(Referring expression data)
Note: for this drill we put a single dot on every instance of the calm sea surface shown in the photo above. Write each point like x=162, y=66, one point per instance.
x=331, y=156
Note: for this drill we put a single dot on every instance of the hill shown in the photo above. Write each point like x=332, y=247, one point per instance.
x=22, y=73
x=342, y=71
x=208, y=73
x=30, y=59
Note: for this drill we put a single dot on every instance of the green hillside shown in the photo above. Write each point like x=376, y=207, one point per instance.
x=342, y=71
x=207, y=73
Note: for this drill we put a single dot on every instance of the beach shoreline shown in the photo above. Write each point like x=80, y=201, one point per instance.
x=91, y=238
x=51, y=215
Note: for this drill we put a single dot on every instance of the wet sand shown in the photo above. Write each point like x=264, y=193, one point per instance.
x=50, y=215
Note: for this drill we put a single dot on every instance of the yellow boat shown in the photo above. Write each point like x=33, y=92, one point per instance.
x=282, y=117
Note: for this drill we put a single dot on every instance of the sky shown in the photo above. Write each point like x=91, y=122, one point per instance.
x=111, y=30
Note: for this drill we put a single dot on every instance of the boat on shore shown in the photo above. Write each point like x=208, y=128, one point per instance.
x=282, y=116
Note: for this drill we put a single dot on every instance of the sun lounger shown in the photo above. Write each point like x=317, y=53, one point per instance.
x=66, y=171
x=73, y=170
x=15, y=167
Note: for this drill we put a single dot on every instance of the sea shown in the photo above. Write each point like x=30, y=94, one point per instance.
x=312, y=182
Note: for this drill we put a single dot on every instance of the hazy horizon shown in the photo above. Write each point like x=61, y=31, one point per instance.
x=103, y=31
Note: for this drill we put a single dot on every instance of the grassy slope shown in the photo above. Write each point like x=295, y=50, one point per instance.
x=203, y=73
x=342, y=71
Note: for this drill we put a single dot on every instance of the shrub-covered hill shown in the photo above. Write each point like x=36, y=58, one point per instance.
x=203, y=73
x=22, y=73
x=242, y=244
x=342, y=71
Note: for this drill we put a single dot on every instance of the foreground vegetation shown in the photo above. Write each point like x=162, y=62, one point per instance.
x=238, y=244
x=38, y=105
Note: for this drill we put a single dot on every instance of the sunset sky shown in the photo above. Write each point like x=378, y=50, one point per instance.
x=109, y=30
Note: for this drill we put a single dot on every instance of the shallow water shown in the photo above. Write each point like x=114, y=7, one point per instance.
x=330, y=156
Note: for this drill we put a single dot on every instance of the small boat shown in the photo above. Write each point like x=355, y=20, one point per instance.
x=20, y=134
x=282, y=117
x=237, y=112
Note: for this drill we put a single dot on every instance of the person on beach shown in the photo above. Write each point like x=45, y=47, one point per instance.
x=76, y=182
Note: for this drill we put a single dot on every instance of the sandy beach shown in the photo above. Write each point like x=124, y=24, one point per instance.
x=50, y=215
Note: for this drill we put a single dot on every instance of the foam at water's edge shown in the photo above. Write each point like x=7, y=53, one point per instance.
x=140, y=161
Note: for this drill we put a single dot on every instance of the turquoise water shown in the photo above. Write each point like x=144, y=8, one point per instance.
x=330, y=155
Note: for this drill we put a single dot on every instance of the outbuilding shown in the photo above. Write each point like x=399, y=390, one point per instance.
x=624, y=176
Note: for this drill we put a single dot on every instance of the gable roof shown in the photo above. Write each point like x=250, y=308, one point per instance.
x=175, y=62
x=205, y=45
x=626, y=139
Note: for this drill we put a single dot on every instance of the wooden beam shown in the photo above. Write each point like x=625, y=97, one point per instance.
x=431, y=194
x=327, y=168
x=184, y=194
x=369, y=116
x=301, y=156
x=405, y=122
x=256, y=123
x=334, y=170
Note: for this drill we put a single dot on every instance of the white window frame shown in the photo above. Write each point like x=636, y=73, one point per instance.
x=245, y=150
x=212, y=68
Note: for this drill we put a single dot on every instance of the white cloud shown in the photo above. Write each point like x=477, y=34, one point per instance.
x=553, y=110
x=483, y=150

→ WORK REQUEST:
The records above are to be copied out exactly, line for line.

→ TASK ANSWER:
Note: for this drill we put a single dot on every instance of the calm sea surface shown in the photo above. Write each point like x=162, y=66, one point per instance.
x=331, y=156
Note: for this drill we put a single dot on every instance of the hill shown in the photo above. Write each point like x=332, y=247, one point per instance.
x=22, y=73
x=342, y=71
x=208, y=73
x=30, y=59
Note: for this drill we put a single dot on every instance of the green hillside shown in the photo above. Write each point like x=376, y=207, one point per instance.
x=342, y=71
x=207, y=73
Note: for this drill we put a single dot on every instance of the beach shoreline shown in the photo above. Write each point like x=80, y=201, one point per instance.
x=91, y=238
x=51, y=215
Note: for this drill we put a single dot on every instance of the wet sand shown in the photo above. Write each point like x=264, y=193, one point per instance.
x=50, y=215
Note: for this drill we put a single dot on every instance of the yellow boat shown in the photo above. Write each point like x=33, y=92, one point per instance.
x=282, y=117
Note: for this drill we put a single dot on every instance of the sky shown in the photo above. Write each point like x=91, y=122, one point per instance.
x=111, y=30
Note: for this drill we put a single dot on every instance of the boat on shore shown in the photo above. Write each point like x=208, y=128, one point per instance.
x=282, y=116
Note: for this drill we put a single dot on every instance of the sun lounger shown in the photo above. Write each point like x=317, y=53, one point per instance.
x=66, y=171
x=73, y=170
x=15, y=167
Note: for this drill we put a single dot on every instance of the sea shown in the photo above. Write each point like x=30, y=94, one point per instance.
x=312, y=182
Note: for this drill we put a single dot on every instance of the hazy horizon shown in the photo above. Write each point like x=61, y=31, one point per instance.
x=103, y=31
Note: for this drill we put a single dot on every instance of the grassy slope shown in the photo above. Write each point like x=295, y=50, one point per instance.
x=203, y=73
x=342, y=71
Note: for this drill we put a single dot on every instance of the shrub-covered hill shown in the photo above. Write each point like x=36, y=58, one point per instance.
x=203, y=73
x=22, y=73
x=242, y=244
x=342, y=71
Note: for this drill we put a single dot on every instance of the foreground vegetation shown in the photo above. Write each point like x=162, y=62, one point per instance.
x=238, y=244
x=38, y=105
Note: for this drill we put a single dot on every instance of the sunset sky shown in the photo above. Write each point like x=378, y=50, one point per instance.
x=109, y=30
Note: for this drill we put a single dot on every instance of the shallow water shown in the photo above. Write each point like x=114, y=7, one point per instance.
x=330, y=156
Note: for this drill we put a single dot on every instance of the small boat shown in the photo above. Write each point like x=355, y=20, one point per instance.
x=20, y=134
x=282, y=117
x=237, y=112
Note: for this drill we put a single dot on every instance of the person on beach shown in the photo above. Write each point like x=45, y=47, one point per instance.
x=76, y=182
Note: for this drill we put a single dot on every instance of the sandy beach shown in the photo above. Write each point like x=124, y=24, one point per instance.
x=50, y=215
Note: for this drill we put a single dot on every instance of the foam at water's edge shown in the photo above. Write each point like x=7, y=53, one point per instance.
x=140, y=161
Note: for this drill we put a single dot on every instance of the turquoise water shown in the photo above. Write each point like x=144, y=8, one point per instance.
x=330, y=155
Note: for this drill we put a single dot on every instance of the outbuilding shown in the photo above. Write each point like x=399, y=390, one point per instance.
x=624, y=176
Note: for this drill we put a single dot on every instance of the gable roof shown in the photo above. Write each point like x=250, y=308, one point per instance.
x=175, y=62
x=205, y=45
x=626, y=139
Note: for this drill we put a single dot on every instance of the wooden beam shown in the photo above. Write each point like x=625, y=97, one point per instance.
x=431, y=194
x=327, y=168
x=184, y=194
x=369, y=116
x=301, y=156
x=405, y=122
x=256, y=123
x=334, y=170
Note: for this drill we put a single dot on every instance of the white window frame shown in the photo above. Write each point like x=636, y=73, one point per instance.
x=245, y=150
x=212, y=68
Note: for this drill we put a single dot on every instance of the white cloud shown in the photo above. Write each point like x=477, y=34, one point per instance.
x=553, y=110
x=483, y=150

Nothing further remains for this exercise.